#### Do this
Collect every line of the material below that contains the word "building". Case matters.

#### Information supplied
────────────────────
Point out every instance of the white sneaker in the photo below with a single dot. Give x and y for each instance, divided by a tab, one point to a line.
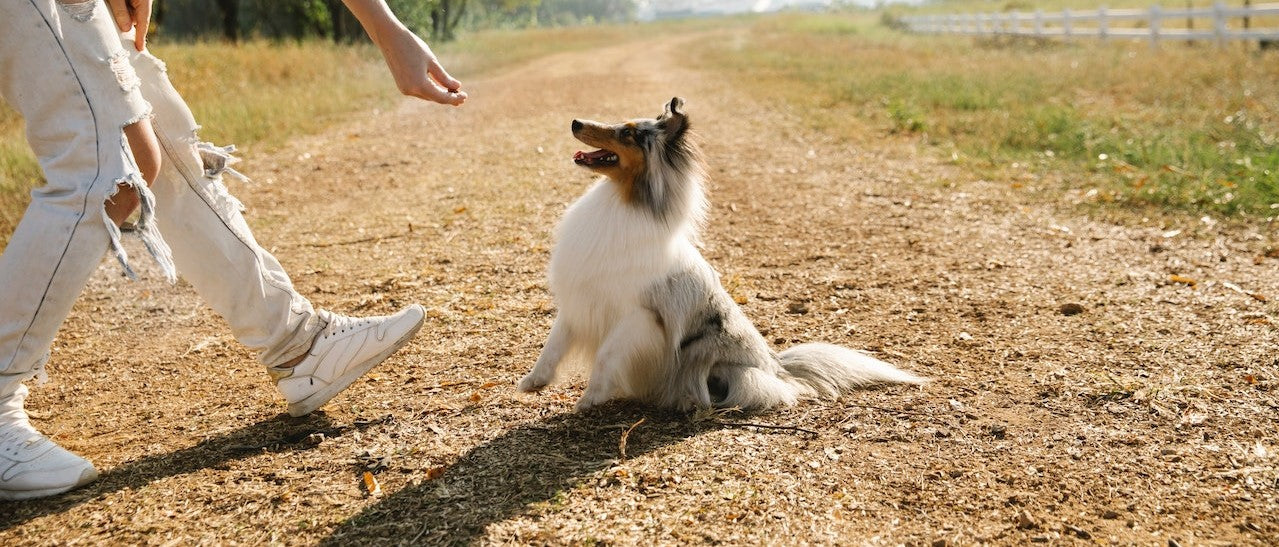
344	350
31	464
────────────────────
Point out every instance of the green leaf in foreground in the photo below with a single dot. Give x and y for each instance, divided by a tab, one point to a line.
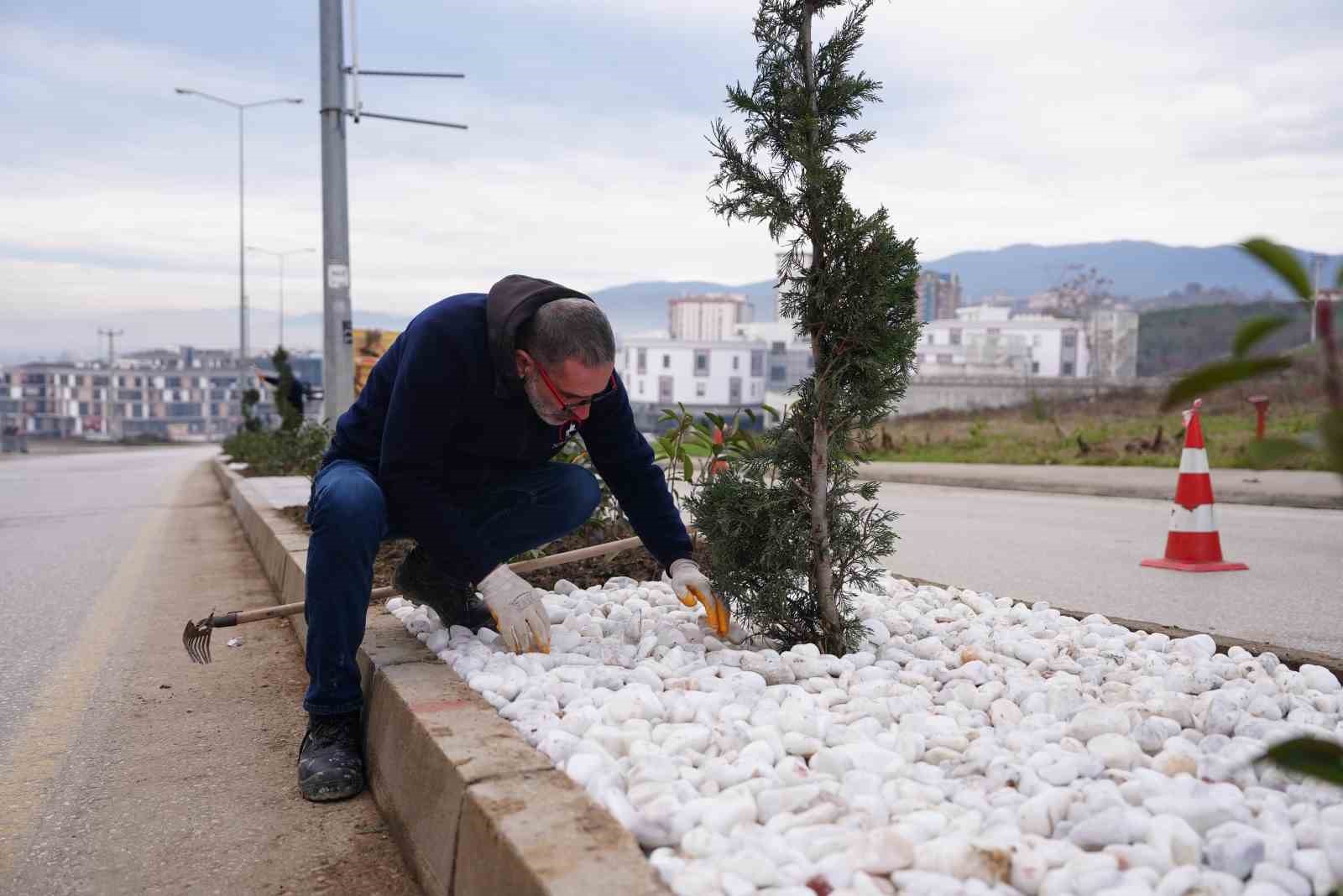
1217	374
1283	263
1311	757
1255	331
────────────────────
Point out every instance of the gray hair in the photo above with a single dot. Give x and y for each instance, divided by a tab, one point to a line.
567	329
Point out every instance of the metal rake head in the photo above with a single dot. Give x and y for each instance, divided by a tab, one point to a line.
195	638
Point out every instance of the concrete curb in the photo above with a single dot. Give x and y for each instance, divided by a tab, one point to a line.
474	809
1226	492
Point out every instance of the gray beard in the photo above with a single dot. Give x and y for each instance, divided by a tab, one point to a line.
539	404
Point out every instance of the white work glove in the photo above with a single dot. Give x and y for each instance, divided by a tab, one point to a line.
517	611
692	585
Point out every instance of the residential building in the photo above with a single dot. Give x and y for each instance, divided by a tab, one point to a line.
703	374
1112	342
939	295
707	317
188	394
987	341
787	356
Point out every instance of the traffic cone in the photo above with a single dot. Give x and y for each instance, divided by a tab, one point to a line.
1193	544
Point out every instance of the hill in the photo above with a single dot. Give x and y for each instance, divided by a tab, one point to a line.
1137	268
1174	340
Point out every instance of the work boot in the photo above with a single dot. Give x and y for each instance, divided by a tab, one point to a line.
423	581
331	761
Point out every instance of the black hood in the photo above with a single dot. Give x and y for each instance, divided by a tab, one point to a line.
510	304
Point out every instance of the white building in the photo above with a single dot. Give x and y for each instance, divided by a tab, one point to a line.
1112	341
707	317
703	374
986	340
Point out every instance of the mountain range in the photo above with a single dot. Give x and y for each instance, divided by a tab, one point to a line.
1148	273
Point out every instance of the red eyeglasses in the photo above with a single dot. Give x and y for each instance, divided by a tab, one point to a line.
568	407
────────────────────
#### Correct result
Point out every instance of the residential building in the photo above with a single dot. Give x and y for each instance, divided by a tab, one point to a line.
Point out every instance of the white building in the photo above with a single dot. Give x and y for each instance, divided by a tab, one point to a line.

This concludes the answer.